Exercise aim:
Leaving out the pictures, transcribe all of the records faithfully.

Records for the exercise:
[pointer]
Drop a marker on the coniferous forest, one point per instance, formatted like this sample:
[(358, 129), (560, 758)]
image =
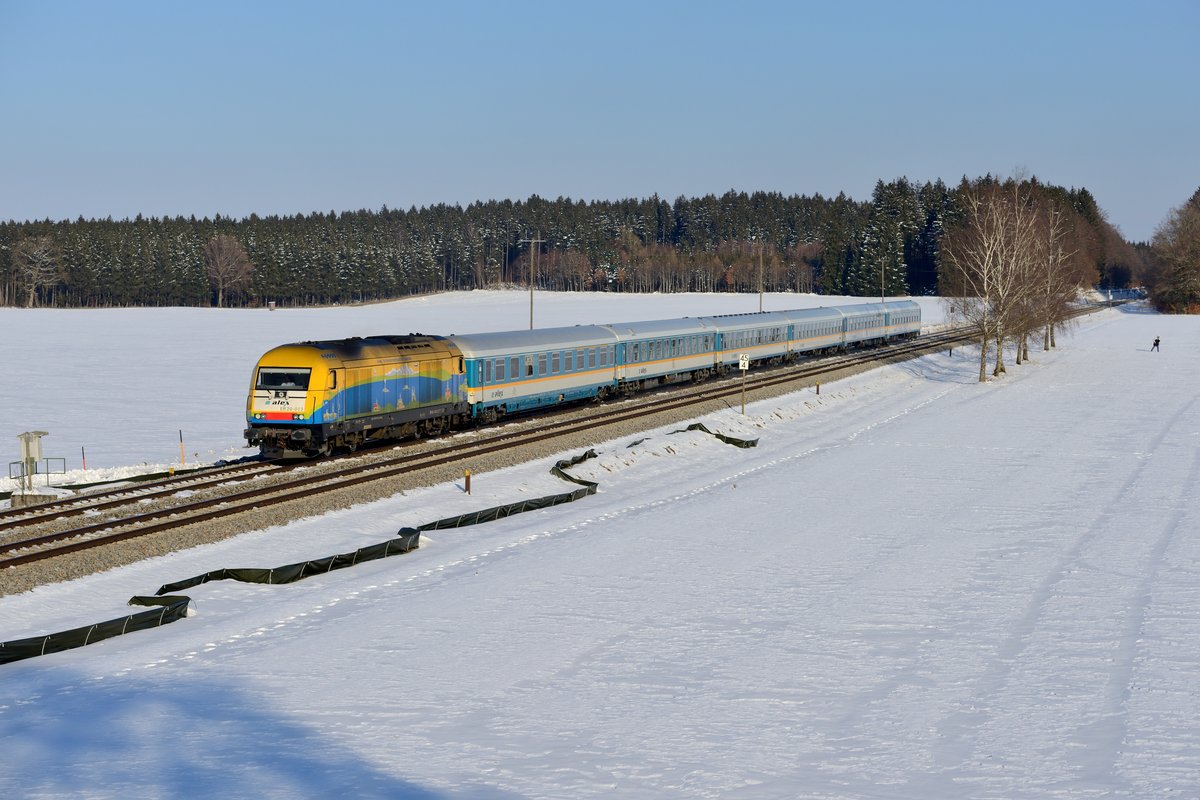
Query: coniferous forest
[(889, 244)]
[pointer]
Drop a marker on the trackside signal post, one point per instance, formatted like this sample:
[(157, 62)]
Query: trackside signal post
[(28, 467)]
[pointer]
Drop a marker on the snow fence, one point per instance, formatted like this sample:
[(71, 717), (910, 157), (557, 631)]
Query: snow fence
[(171, 608)]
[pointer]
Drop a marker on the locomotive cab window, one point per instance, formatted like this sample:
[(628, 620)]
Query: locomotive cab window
[(282, 378)]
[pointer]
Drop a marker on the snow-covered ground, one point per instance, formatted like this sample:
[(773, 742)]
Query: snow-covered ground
[(915, 587)]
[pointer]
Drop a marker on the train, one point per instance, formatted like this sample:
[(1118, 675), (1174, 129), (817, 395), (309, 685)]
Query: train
[(310, 398)]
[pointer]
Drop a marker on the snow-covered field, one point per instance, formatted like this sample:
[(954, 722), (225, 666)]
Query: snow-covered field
[(915, 587)]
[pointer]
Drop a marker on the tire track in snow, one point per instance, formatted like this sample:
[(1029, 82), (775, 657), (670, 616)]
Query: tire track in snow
[(1096, 757)]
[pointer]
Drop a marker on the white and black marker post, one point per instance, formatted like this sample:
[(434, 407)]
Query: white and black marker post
[(743, 365)]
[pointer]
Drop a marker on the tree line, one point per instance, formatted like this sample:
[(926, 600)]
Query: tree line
[(892, 245)]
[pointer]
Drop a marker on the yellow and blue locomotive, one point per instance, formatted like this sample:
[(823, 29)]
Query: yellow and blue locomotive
[(310, 397)]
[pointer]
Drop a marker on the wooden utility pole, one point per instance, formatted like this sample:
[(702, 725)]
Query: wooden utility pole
[(534, 244)]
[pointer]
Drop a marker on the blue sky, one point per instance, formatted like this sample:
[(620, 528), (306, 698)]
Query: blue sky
[(179, 108)]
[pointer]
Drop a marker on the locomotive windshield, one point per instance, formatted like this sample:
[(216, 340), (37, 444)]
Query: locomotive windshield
[(283, 378)]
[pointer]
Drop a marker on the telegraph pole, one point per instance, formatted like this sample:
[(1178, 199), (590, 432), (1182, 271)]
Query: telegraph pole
[(537, 241)]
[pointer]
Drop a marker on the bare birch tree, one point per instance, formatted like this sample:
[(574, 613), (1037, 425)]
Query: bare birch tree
[(36, 263), (988, 275), (227, 265)]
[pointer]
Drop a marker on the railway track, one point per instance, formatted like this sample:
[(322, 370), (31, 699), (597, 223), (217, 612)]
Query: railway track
[(240, 488)]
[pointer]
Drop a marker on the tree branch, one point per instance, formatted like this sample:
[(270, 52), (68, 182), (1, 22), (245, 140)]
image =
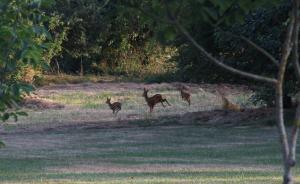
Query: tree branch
[(257, 47), (213, 59)]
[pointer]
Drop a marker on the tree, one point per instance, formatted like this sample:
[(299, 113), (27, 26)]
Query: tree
[(23, 39), (219, 12)]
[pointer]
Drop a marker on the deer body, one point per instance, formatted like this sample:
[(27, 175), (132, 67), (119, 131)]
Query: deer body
[(115, 107), (152, 101), (185, 95)]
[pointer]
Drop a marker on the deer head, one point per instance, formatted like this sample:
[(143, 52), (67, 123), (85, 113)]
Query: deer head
[(145, 94), (108, 100)]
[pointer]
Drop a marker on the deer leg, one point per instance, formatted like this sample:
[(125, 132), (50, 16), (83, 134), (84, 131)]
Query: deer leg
[(151, 109), (165, 100)]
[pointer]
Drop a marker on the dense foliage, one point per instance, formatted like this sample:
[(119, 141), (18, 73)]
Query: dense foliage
[(23, 39)]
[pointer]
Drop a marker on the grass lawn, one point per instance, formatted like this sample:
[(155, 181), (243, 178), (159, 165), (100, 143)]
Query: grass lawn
[(72, 152), (167, 154)]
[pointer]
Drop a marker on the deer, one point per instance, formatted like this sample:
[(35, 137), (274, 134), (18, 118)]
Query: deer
[(115, 107), (155, 99), (185, 95)]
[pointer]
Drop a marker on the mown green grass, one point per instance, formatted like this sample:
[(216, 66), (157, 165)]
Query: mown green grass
[(176, 154), (143, 154)]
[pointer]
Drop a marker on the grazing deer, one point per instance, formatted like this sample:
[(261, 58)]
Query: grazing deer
[(227, 105), (152, 101), (185, 95), (115, 107)]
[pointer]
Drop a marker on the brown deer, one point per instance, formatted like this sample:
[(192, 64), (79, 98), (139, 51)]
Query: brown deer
[(152, 101), (115, 107), (185, 95)]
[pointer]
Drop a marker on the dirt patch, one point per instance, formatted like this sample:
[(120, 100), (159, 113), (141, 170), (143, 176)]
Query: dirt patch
[(35, 102), (125, 86)]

Reply to the exercise:
[pointer]
Drop a marker on the coniferous forest, one point per instance, formatted like this sample:
[(358, 129), (560, 758)]
image =
Query: coniferous forest
[(889, 244)]
[pointer]
Drop a marker on the trackside signal post, one point per instance, formatted like this sample:
[(157, 62)]
Query: trackside signal post
[(28, 467)]
[pointer]
Drop a marker on the snow fence, one point per instance, formatted like this sample:
[(71, 717), (910, 157), (557, 631)]
Query: snow fence
[(171, 608)]
[pointer]
Drop a marker on the locomotive cab window, one point per instance, formatted like this sample:
[(628, 620)]
Query: locomotive cab window
[(282, 378)]
[pointer]
Drop a marker on the snow-covered ground, one point per instance, formatted like this sample:
[(773, 742)]
Query: snow-covered ground
[(915, 587)]
[pointer]
Drop a marker on the train, one point per instance, formatted like this sample:
[(1118, 675), (1174, 129), (817, 395), (309, 685)]
Query: train
[(310, 398)]
[pointer]
Drop a marker on the snow-covered field, one point per instance, formatted like this sample:
[(954, 722), (225, 666)]
Query: snow-covered field
[(915, 587)]
[pointer]
Drop a marker on the tire track in snow, one point per instance, formatted like this sample:
[(1029, 82), (775, 657), (670, 616)]
Query: tire track in snow
[(1096, 757)]
[pointer]
Drop a marker on the white and black marker post, one point per instance, formatted like this sample:
[(434, 407)]
Query: white and black marker post
[(743, 365)]
[pointer]
Drop a marker on the tree line, one point per instance, formatted like this sample:
[(926, 600)]
Query: tree line
[(892, 245)]
[pointer]
Drop a marker on the yellow and blue locomotive, one point per instance, formatted like this sample:
[(823, 29)]
Query: yellow and blue locomotive
[(310, 397)]
[pointer]
Drop a marker on the wooden utility pole, one point per instance, formatted like this sample:
[(702, 725)]
Query: wooden utility pole
[(534, 244)]
[pointer]
Drop a marker on the blue sky, one point per instance, formatted like this sample:
[(620, 528), (306, 698)]
Query: blue sky
[(179, 108)]
[pointer]
Drop a marker on the locomotive windshield, one point per instance, formatted like this sample:
[(216, 340), (37, 444)]
Query: locomotive windshield
[(283, 378)]
[pointer]
Drop a marker on the telegraph pole, one point per instance, formatted like this sample:
[(1178, 199), (590, 432), (1182, 271)]
Query: telegraph pole
[(537, 241)]
[pointer]
Drop a marker on the bare birch tree, one point per instance, formatted like this sample:
[(574, 613), (1037, 425)]
Query: bare birch tree
[(36, 263), (988, 275), (227, 265)]
[pointer]
Drop a marker on the railway track, one point per instance, formatted like this sample:
[(322, 370), (31, 699), (597, 223), (217, 612)]
Query: railway track
[(240, 488)]
[pointer]
Drop a marker on the tree branch, one point per instance, formatted like this sample:
[(270, 52), (68, 182), (1, 22), (245, 140)]
image =
Query: tree branch
[(257, 47), (213, 59)]
[pointer]
Drop a marker on the tree, one point per instance, formatted like this sample:
[(299, 113), (27, 26)]
Query: tree
[(23, 39), (219, 12)]
[pointer]
Drop a marker on the deer body, one point per instance, formatted like this sample:
[(27, 175), (132, 67), (119, 131)]
Query: deer body
[(115, 107), (152, 101), (185, 95)]
[pointer]
Drop a marker on the deer head, one point per instance, formatted like this sample:
[(143, 52), (67, 123), (85, 113)]
Query: deer head
[(145, 94), (108, 100)]
[pointer]
Drop a marker on the deer leg, one point per instance, formatted like this sample:
[(125, 132), (50, 16), (83, 134), (84, 131)]
Query: deer leg
[(151, 109), (165, 100)]
[pointer]
Drop a marker on the dense foliage, one point per instance, formatted like this sample:
[(119, 141), (18, 73)]
Query: dense foliage
[(23, 39)]
[pointer]
Drop a marker on the grass lawn, one point per instance, formatted like this sample:
[(155, 181), (243, 178), (159, 165), (100, 143)]
Query: grass lawn
[(72, 152), (167, 154)]
[pointer]
Drop a marker on the deer, one point per instance, formatted like this sample:
[(35, 137), (274, 134), (18, 118)]
Query: deer
[(115, 107), (155, 99), (185, 95)]
[pointer]
Drop a marker on the mown green grass, one point per instance, formatted like this sample:
[(216, 66), (157, 165)]
Query: mown green grass
[(176, 154), (143, 154)]
[pointer]
Drop a marker on the grazing deer, one point per instance, formatted like this sample:
[(261, 58)]
Query: grazing deer
[(227, 105), (152, 101), (185, 95), (115, 107)]
[pointer]
Drop a marker on the brown deer, one point per instance, formatted like this sample:
[(192, 64), (79, 98), (139, 51)]
Query: brown deer
[(152, 101), (115, 107), (185, 95)]
[pointer]
Drop a marker on the dirt patch, one point per instance, formatted like this sample:
[(120, 100), (159, 113), (141, 170), (143, 176)]
Query: dirt patch
[(35, 102), (125, 86)]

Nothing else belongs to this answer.